## Selected extract
* * *

The Outsiders is an American drama series that aired from March to July 1990 on Fox. Based on the characters from the 1967 novel of the same title by S. E. Hinton, the series' executive producer was the 1983 film's director Francis Ford Coppola.

Production
The 90-minute pilot episode directed by Alan Shapiro and Sharron Miller served as a sequel to the film and began with a short scene from the original film of Dallas Winston (Matt Dillon) running from police and being shot.

Alan Shapiro wrote and directed the pilot, which was aired as a special preview on March 25, 1990 (seven years after the release of the film) at 9:30 p.m. while the rest of the series aired at 7:00 p.m. The pilot was Fox's highest rated drama in the network's history, drawing a 9.3/16 national Nielsen rating and 14.1 million viewers, and tied for 64th for the week. However, The Outsiders lost half the viewers from its Married... with Children lead-in.

* * *

## Exercise tasks
A. Reproduce the passage on The Outsiders television series, beginning at the words "Alan Shapiro wrote" and ending after the words "with Children lead-in.".
B. Transcribe the records from their first line through the line containing "pixel 253 412", with both of those lines included.

## Records supplied
* * *

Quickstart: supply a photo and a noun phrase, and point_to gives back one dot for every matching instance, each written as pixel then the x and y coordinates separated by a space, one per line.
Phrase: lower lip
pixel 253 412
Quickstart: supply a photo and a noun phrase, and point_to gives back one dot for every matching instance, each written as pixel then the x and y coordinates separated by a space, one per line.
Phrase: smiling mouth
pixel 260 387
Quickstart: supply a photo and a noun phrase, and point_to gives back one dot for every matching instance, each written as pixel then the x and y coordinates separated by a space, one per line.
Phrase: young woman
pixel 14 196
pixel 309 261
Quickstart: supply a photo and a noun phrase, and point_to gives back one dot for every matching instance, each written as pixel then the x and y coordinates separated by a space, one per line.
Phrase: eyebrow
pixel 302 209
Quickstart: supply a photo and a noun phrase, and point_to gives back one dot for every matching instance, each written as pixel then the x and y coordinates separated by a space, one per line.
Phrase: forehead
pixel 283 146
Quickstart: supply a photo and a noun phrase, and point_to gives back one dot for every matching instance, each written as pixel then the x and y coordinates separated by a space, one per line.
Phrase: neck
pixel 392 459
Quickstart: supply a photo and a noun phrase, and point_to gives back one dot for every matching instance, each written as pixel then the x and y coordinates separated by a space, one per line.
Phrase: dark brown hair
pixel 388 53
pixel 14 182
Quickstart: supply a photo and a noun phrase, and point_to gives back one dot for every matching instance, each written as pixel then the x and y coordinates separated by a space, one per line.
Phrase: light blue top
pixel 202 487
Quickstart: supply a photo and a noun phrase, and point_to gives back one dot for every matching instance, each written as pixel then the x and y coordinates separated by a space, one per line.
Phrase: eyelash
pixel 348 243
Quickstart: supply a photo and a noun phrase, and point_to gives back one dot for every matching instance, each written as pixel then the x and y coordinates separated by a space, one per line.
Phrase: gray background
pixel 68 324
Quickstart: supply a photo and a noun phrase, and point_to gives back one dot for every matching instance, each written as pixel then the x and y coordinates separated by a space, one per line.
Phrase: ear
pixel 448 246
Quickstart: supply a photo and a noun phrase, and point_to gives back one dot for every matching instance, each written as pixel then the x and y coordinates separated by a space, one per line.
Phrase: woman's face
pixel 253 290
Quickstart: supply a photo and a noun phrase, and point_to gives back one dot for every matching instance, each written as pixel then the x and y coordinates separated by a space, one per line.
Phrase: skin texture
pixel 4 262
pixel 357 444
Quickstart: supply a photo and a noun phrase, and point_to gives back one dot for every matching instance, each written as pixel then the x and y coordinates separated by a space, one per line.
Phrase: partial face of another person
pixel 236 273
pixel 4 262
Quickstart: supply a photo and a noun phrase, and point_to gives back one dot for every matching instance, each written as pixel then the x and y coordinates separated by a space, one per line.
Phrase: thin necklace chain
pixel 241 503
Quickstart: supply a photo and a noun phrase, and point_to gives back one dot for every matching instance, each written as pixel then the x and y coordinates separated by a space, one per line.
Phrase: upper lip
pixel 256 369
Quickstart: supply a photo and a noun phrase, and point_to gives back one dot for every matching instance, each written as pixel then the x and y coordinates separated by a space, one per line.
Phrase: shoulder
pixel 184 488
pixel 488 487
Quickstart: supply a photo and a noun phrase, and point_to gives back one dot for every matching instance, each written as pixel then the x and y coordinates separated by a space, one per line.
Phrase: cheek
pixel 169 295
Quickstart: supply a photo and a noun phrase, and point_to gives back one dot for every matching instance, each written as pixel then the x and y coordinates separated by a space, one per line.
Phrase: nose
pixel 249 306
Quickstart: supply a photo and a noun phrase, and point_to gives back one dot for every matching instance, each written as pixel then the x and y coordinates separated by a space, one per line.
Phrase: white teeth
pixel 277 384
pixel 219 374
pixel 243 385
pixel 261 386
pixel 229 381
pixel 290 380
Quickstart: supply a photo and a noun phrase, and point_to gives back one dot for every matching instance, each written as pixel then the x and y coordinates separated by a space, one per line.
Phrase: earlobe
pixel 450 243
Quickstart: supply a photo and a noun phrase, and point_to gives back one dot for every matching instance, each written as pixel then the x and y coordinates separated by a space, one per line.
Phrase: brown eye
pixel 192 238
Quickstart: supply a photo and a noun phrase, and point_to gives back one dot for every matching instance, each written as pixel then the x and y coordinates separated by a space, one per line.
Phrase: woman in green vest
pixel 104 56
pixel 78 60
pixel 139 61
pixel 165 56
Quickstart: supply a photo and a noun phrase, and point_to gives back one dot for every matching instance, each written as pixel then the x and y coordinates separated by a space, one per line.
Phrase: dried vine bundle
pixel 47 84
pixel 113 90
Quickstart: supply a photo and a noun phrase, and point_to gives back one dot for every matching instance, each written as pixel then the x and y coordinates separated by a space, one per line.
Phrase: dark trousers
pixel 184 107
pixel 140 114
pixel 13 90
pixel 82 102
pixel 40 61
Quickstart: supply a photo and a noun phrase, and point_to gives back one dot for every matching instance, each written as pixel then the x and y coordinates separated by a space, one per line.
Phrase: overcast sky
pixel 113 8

* * *

## Results for the exercise
A.
Alan Shapiro wrote and directed the pilot, which was aired as a special preview on March 25, 1990 (seven years after the release of the film) at 9:30 p.m. while the rest of the series aired at 7:00 p.m. The pilot was Fox's highest rated drama in the network's history, drawing a 9.3/16 national Nielsen rating and 14.1 million viewers, and tied for 64th for the week. However, The Outsiders lost half the viewers from its Married... with Children lead-in.

B.
Quickstart: supply a photo and a noun phrase, and point_to gives back one dot for every matching instance, each written as pixel then the x and y coordinates separated by a space, one per line.
Phrase: lower lip
pixel 253 412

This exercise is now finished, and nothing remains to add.